* [Page extract]:
Kingston NY lowes got a truck load in on Monday. Friend got 2 tons, another friend got 4 tons and I got 4 tons. wife said 11.5 tons is enough LOL


----------



## Shaw520 (Oct 25, 2012)

oliveone said:


> Kingston NY lowes got a truck load in on Monday. Friend got 2 tons, another friend got 4 tons and I got 4 tons. wife said 11.5 tons is enough LOL


....hard to resist at 209,... im starting to shake,,,


----------



## Shaw520 (Oct 25, 2012)

Guarded by two (2) highly trained and hungry Rottweilers,.. and one half crazed old guy with several guns.


----------



## Pellet-King (Oct 25, 2012)

Any reports of seeing them in Ct?, weird how they are near the Cape, jumped around us!!


----------



## Eatonpcat (Oct 25, 2012)

Lovin' the Mustang OMV...Better add that one to the stable!


----------



## Shaw520 (Oct 25, 2012)

Pellet-King said:


> Any reports of seeing them in Ct?, weird how they are near the Cape, jumped around us!!


Heard of some Somersets at Lowes in NW CT,.  check here    https://www.hearth.com/talk/forums/wood-pellet-pricing-reports.29/


----------



## jtakeman (Oct 25, 2012)

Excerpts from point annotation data
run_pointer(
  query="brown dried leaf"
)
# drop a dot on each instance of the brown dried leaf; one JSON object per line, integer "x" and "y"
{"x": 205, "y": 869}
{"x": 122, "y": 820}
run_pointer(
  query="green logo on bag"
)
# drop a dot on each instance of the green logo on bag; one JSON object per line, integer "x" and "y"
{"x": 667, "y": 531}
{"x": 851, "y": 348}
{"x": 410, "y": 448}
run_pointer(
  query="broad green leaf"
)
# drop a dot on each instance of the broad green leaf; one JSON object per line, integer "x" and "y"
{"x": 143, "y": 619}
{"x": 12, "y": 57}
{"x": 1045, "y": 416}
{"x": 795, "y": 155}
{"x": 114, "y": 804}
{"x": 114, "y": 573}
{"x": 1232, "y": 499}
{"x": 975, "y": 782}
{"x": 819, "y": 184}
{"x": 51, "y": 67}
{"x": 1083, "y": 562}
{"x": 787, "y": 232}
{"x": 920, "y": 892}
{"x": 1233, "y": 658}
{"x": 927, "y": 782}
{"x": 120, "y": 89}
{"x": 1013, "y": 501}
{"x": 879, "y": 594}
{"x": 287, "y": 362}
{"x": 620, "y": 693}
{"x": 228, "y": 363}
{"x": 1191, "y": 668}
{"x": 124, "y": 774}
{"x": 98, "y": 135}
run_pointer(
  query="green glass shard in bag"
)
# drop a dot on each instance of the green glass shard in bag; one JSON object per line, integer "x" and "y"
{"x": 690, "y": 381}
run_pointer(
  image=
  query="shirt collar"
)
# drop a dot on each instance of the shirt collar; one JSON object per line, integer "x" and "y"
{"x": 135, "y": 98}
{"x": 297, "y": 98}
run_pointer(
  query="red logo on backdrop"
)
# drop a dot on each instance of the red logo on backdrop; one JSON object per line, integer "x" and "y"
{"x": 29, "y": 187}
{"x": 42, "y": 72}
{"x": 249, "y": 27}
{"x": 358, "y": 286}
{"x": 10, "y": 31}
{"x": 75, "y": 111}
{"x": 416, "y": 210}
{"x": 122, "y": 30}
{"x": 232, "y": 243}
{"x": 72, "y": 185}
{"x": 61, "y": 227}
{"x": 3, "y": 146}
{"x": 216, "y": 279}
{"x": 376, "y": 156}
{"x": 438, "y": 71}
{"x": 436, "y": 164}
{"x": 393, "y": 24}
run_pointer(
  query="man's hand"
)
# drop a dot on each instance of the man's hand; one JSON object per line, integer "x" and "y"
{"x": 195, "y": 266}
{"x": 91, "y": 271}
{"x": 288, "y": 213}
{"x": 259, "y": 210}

* [Exercise 1]:
Answer these about the forum thread on pellets at Lowes:
(a) How many tons did the first poster get from the Kingston NY Lowes?
(b) What price does Shaw520 call hard to resist?
(c) In what area did Shaw520 hear of Somersets at Lowes?
* [Exercise 2]: Shorten the paragraph in the forum thread on pellets at Lowes that begins "Kingston NY lowes got a truck load", keeping its main facts.
* [Exercise 3]: Write the next part of the forum thread on pellets at Lowes, starting right after its last line.
None of this work depends on the records.

* [Final answer 1]:
(a) 4 tons
(b) 209
(c) NW CT

* [Final answer 2]: A Lowes in Kingston NY got a truckload on Monday. One friend bought 2 tons, another friend bought 4 tons, and the poster bought 4 tons. The poster's wife said 11.5 tons is enough.

* [Final answer 3]:
Shaw520 said:


> Heard of some Somersets at Lowes in NW CT,. check here https://www.hearth.com/talk/forums/wood-pellet-pricing-reports.29/


 
Where?-Where? You got my attention!

I can't find it, What page did you see it on?


----------



## Augmister (Oct 25, 2012)

JBiBBs5 said:


> Always store inside!


 
Old wives' tales.   I stored two tons of Barefoot on two pallets, outdoors for almost two years and had 0 issue.   I kept the original pallet plastic cover on and over-wrapped them each with a tarp and tied off with straps.


----------



## Augmister (Oct 25, 2012)

Pellet-King said:


> Hope some of the 'set's make there way cross the Ct border, havent seen them here since 2010, still have a ton for the coldest days, last year i was burning them and said to myself....whoa!, why am i wasting these, got some GT rest of winter


 
Yeah, I got two tons of Somersets left over from 2010 when I snatched them in Eastern CT. Burned the Green Team and Fireside Ultra last year to save the good stuff, and saved another ton of Barefoots from 2009. Putting dates with pellets reminds me of picking out wines!


----------



## Paul Raz (Oct 25, 2012)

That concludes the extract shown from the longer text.